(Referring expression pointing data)
════════════════

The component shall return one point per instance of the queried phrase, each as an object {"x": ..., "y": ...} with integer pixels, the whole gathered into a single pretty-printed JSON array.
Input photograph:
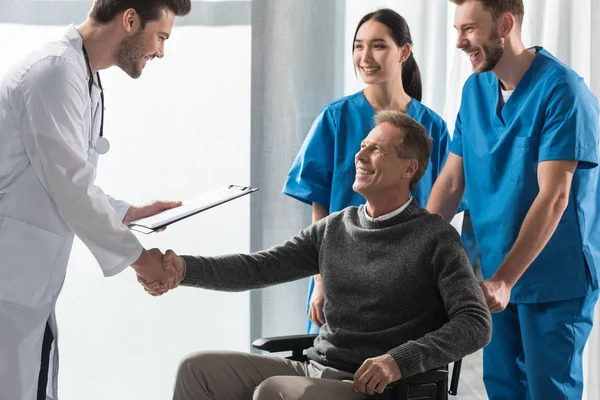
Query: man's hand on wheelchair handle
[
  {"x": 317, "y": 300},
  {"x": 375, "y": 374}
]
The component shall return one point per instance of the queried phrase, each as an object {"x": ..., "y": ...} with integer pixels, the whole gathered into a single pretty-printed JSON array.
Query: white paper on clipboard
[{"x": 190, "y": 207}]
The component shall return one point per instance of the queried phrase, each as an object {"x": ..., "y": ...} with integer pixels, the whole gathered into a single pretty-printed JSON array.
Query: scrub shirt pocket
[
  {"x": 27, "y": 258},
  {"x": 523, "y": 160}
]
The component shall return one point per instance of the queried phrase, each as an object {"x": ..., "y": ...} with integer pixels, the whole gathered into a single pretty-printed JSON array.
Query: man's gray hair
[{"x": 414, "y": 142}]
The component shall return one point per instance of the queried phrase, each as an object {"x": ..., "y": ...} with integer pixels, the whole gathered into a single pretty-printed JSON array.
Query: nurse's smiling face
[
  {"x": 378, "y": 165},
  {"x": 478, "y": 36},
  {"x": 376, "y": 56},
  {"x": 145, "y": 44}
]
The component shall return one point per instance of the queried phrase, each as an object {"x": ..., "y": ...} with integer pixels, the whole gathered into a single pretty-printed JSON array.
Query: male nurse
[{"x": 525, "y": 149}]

════════════════

-- Problem details --
Print every entry above again, exactly as written. Leave the images out.

-- Expected answer --
The component shall return one point per instance of the queried phrase, each as an object {"x": ..., "y": ...} with integer pixels, the whole gathered into a single pretty-printed JSON array.
Input photograph:
Query: man's hand on wheelchair handle
[
  {"x": 317, "y": 300},
  {"x": 375, "y": 374}
]
The component shall return one point per instance of the queried phrase, each as an object {"x": ..., "y": ...} with integer pixels, the whole gathered into a single pretty-printed JSON array.
Query: white paper on clipboard
[{"x": 190, "y": 207}]
The component shall return one point per instance of the queried phrase, each as an object {"x": ..., "y": ...} with integer pixels, the whole gathered into a single pretty-printed JSON array.
Query: scrub shirt pocket
[
  {"x": 27, "y": 258},
  {"x": 523, "y": 160}
]
The component shall return one point per instance of the queried phrase, each as an object {"x": ..., "y": ...} with integer pixels, the whole gathered into a single pretty-printed JSON array.
Query: man's gray hair
[{"x": 414, "y": 142}]
The component shall return one point per instance of the queried phrase, each as an object {"x": ..., "y": ...} with integer pixels, the whole gathered into a single pretty-printed JSON array.
Query: nurse's smiling face
[
  {"x": 378, "y": 165},
  {"x": 478, "y": 36},
  {"x": 376, "y": 56},
  {"x": 145, "y": 44}
]
The component shall return one point per instance of the queried phrase, each as an object {"x": ..., "y": ...} with integer pixels, the whole gathered into a single pretty-printed JSON array.
Query: male nurse
[{"x": 525, "y": 149}]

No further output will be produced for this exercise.